Document excerpt section start

Nursing Student to Battalion Commander
June 9, 2014 — BSN student Sarah Getsay is looking forward to her senior year as Cadet Battalion Commander of Drexel’s Army ROTC. Getsay, a rising senior at the College of Nursing and Health Professions, has been selected to hold this highest ranking position for the upcoming fall and winter terms. In her new role, Getsay will be responsible for all battalion activities and ensuring that the commander’s intent is fulfilled in every training event. Getsay will be working with a staff comprised of other senior students from the university to set the standard and direction of her unit while providing guidance and support to younger cadets.
This selection came after a four-day Joint Field Training Exercise at Fort Dix, New Jersey, from April 10-13. The exercise is the final formal training for the cadets before their Leadership Development and Assessment (LDAC) course during the summer, a twenty-nine day capstone that evaluates leadership skills in a garrison and tactical environment. Drexel Army ROTC, along with cadets from Temple and Widener Universities, made up a group of sixty-seven junior cadets. During the exercise, cadets practiced STX lanes and patrolling, which are squad- and platoon-level tactical exercises. Cadets were also assigned to various levels of leadership positions such as squad leader or platoon leader and were evaluated on several different competencies that assessed their abilities to lead and accomplish a mission. Getsay was tasked with the extra duty of carrying over forty pounds of ammunition in her ruck throughout the exercise.
Getsay said that although the weekend was exciting, all of the cadets were thankful to be able to wash their hands for the first time in five days upon their return, as well as feast on pizza and Chinese food.

Document excerpt section end

Summarize the article about the nursing student's ROTC selection in two sentences.

Dataset extract section start

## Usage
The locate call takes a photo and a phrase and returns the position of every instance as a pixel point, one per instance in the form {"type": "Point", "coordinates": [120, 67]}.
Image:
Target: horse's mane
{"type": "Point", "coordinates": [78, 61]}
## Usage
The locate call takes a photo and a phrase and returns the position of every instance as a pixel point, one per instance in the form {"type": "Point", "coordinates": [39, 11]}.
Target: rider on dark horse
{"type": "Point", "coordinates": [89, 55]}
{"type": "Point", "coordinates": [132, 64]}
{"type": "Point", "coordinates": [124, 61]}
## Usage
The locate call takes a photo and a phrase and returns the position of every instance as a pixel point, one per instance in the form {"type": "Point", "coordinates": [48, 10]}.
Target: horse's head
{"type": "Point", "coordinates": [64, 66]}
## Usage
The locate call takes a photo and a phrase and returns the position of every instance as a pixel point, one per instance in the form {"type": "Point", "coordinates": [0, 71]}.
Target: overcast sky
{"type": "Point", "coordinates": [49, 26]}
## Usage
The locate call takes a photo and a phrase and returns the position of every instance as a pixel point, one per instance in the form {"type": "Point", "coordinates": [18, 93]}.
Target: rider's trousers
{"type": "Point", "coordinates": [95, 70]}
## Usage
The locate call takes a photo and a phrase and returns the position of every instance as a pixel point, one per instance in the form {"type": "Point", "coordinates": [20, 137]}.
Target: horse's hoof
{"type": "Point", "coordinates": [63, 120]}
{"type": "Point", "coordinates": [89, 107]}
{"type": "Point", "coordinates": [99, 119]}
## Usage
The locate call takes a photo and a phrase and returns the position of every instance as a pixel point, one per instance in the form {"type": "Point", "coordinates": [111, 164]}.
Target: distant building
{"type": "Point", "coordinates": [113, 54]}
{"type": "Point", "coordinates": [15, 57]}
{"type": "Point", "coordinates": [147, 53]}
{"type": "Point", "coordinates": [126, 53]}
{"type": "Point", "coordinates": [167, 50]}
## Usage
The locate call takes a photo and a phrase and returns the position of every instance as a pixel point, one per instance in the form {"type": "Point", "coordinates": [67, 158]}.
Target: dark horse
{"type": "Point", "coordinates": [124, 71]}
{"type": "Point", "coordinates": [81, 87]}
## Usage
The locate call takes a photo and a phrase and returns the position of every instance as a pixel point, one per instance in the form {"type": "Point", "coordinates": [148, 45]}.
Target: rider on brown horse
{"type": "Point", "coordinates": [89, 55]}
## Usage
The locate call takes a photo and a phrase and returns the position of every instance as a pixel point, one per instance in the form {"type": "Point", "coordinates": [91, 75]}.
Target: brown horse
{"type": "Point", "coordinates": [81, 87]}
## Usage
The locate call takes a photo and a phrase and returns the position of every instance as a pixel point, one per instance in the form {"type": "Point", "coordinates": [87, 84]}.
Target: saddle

Dataset extract section end

** Expected answer **
Sarah Getsay, a rising senior BSN student at Drexel's College of Nursing and Health Professions, has been selected as Cadet Battalion Commander of Drexel's Army ROTC for the fall and winter terms and will be responsible for all battalion activities. Her selection came after a four-day Joint Field Training Exercise at Fort Dix, New Jersey, where cadets practiced squad- and platoon-level tactical exercises and were evaluated in leadership positions, and where Getsay also carried over forty pounds of ammunition in her ruck.